(Source extract begins)
GML-1

Identifiers
- IUPAC name N-benzyl-N-methyl-1-phenylpyrrolo[1,2-a]pyrazine-3-carboxamide;
- CAS Number: 1772608-75-9;
- PubChem CID: 122393153;
- ChemSpider: 67166536;

Chemical and physical data
- Formula: C_{22}H_{19}N_{3}O
- Molar mass: 341.414 g·mol^{−1}
- 3D model (JSmol): Interactive image;
- SMILES CN(CC1=CC=CC=C1)C(=O)C2=CN3C=CC=C3C(=N2)C4=CC=CC=C4;
- InChI InChI=1S/C22H19N3O/c1-24(15-17-9-4-2-5-10-17)22(26)19-16-25-14-8-13-20(25)21(23-19)18-11-6-3-7-12-18/h2-14,16H,15H2,1H3; Key:QFYYHTVZHIEVCW-UHFFFAOYSA-N;

= GML-1 =

Chemical compound

GML-1 is a TSPO (peripheral benzodiazepine receptor) ligand with anxiolytic activity. Its binding affinity (Ki value) to TSPO is comparable with PK11195. GML-1 is selective for TSPO versus the central benzodiazepine receptor (CBR, GABAA receptor). The compound GML-1 was the most active of a series of 1-arylpyrrolo[1,2-a]pyrazine-3-carboxamides, and its anxiolytic effects were examined using the open field test (OFT) and the elevated plus maze (EPM) test. The EPM test is a general anxiety test measuring the time spent by animals in the open or the enclosed arms. When compound was administered to CD-1 mice at the dose of 1.0 mg/kg, it significantly increased the percentage of open arm entries and the time spent in the open arms. GML-1 is a potential antianxiety agent.
(Source extract ends)
● Tasks and exercises:
a) Decide whether each statement agrees with the GML-1 entry. Answer yes or no for each, and quote the words from the entry that settle it. (i) GML-1 is selective for the central benzodiazepine receptor over TSPO. (ii) The molar mass of GML-1 is 341.414 g·mol⁻¹. (iii) GML-1 was administered to CD-1 mice at a dose of 10 mg/kg.
b) In the GML-1 entry, which two tests were used to examine the compound's anxiolytic effects?
The listing that comes next has no connection to the GML-1 entry.
(Data block begins)
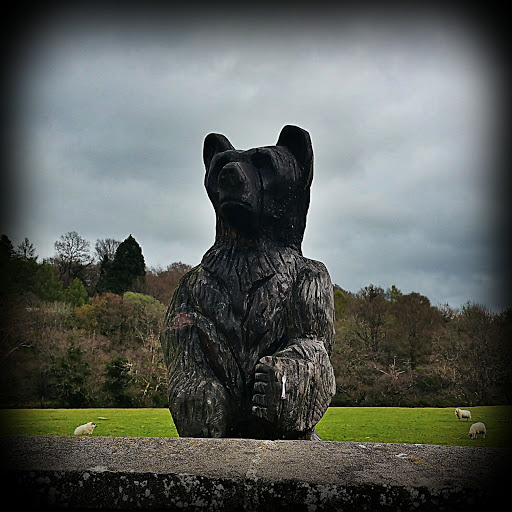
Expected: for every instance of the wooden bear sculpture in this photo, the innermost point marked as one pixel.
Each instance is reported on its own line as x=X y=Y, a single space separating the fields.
(Data block ends)
● Answers to the tasks:
a)
(i) No: "GML-1 is selective for TSPO versus the central benzodiazepine receptor (CBR, GABAA receptor)."
(ii) Yes: "Molar mass: 341.414 g·mol^{−1}"
(iii) No: "When compound was administered to CD-1 mice at the dose of 1.0 mg/kg"

b) The open field test (OFT) and the elevated plus maze (EPM) test.